§ **Exercise goal**: Copy the account of the Loyal North Lancashire Regiment from "In both battles1" to "for many months.", replacing "Oliphant's Nek" with "the Nek".

In the very modest despatch1 of Colonel Kekewich he barely does justice
to the splendid work of himself and his force. Many little actions
and sorties are passed unnoticed, but the fact that he and his little
band defended successfully a widespread town of 40,000 inhabitants
from 12th October to 15th February will not soon be forgotten.
The remaining companies of the battalion were put into the 9th Brigade
when Lord Methuen organised his column at Orange River in November
1899, the other battalions of the brigade being the 1st Northumberland
Fusiliers, 2nd Northampton Regiment, and 2nd King's Own Yorkshire
Light Infantry. The work of the brigade is sketched under the 1st
At Belmont, 23rd November 1899, the Loyal North Lancashires were not
actively engaged. At Enslin, 25th November, they had heavy work and
did well. In his telegram of 26th November Lord Methuen says, “The
Naval Brigade, Royal Marines, 2nd Yorkshire Light Infantry, and Loyal
North Lancashire Regiment especially distinguished themselves."
At Modder River, 28th November, the half-battalion again did splendid
work, being the first troops to attempt the crossing on the British
left and seizing some kopjes which were of great value afterwards.
In both battles1 they escaped with comparatively
slight casualties—about 30 altogether.
After the relief of Kimberley and the occupation of Bloemfontein the
battalion operated for a time with Lord Methuen in the Kimberley-Boshof
district and then accompanied him to the Lindley district. In July
they were railed to the Transvaal, and about the 22nd the battalion
was left to hold Oliphant's Nek in the Megaliesberg. They marched
from that place with Baden - Powell about 8th August. Six days afterwards
De Wet, finding the pass unoccupied, slipped through it and escaped
from Lords Kitchener and Methuen, who had been at his heels for a
week.2 No one blamed the battalion for leaving
the post, but there had been a misunderstanding somewhere. The battalion
once more joined Lord Methuen and marched with him to Mafeking,3
operating thereabouts and in the South-West Transvaal for many months.

§ **Information provided**:
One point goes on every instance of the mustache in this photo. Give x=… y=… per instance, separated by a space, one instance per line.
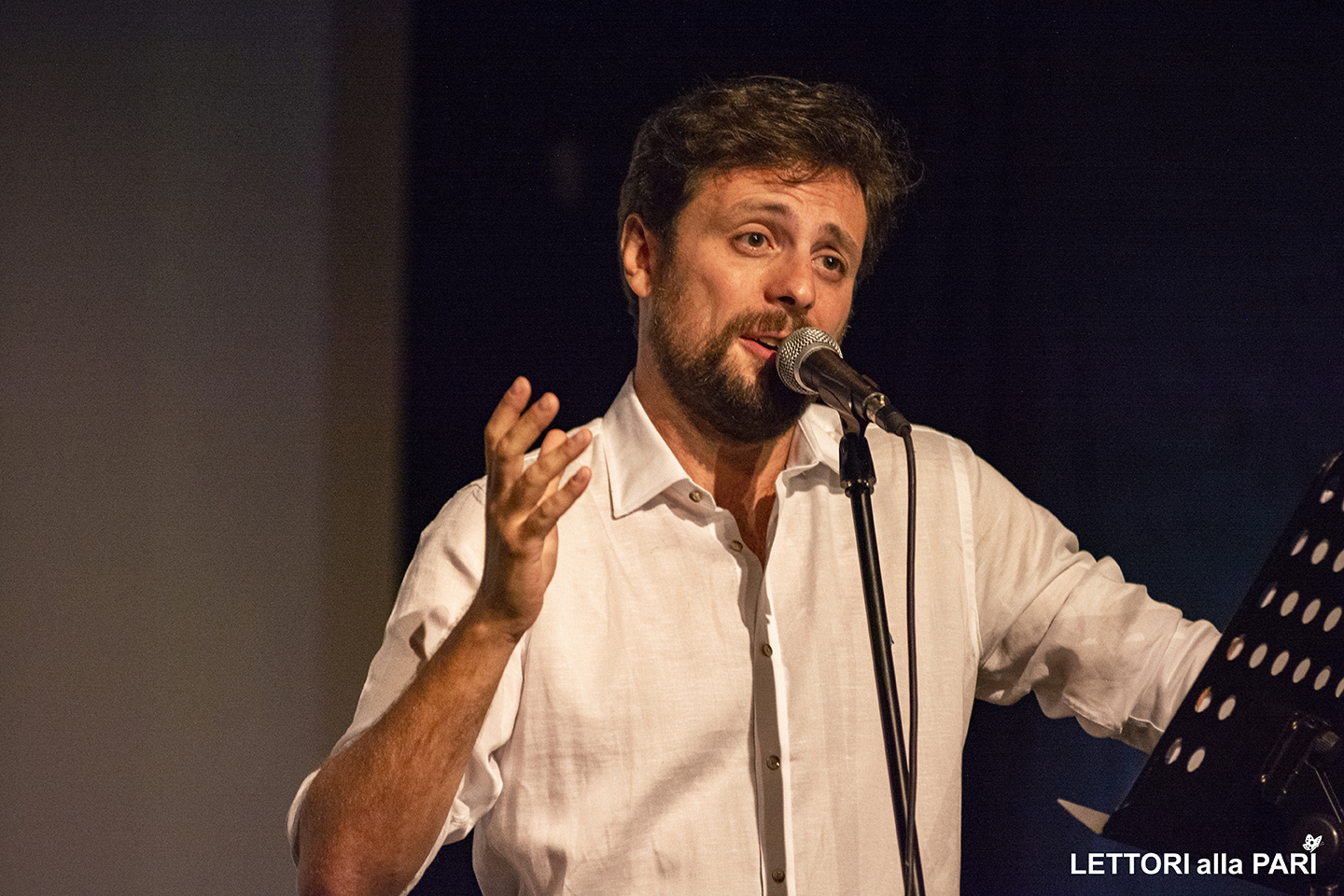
x=763 y=321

§ **Task response**:
In both battles1 they escaped with comparatively
slight casualties—about 30 altogether.
After the relief of Kimberley and the occupation of Bloemfontein the
battalion operated for a time with Lord Methuen in the Kimberley-Boshof
district and then accompanied him to the Lindley district. In July
they were railed to the Transvaal, and about the 22nd the battalion
was left to hold the Nek in the Megaliesberg. They marched
from that place with Baden - Powell about 8th August. Six days afterwards
De Wet, finding the pass unoccupied, slipped through it and escaped
from Lords Kitchener and Methuen, who had been at his heels for a
week.2 No one blamed the battalion for leaving
the post, but there had been a misunderstanding somewhere. The battalion
once more joined Lord Methuen and marched with him to Mafeking,3
operating thereabouts and in the South-West Transvaal for many months.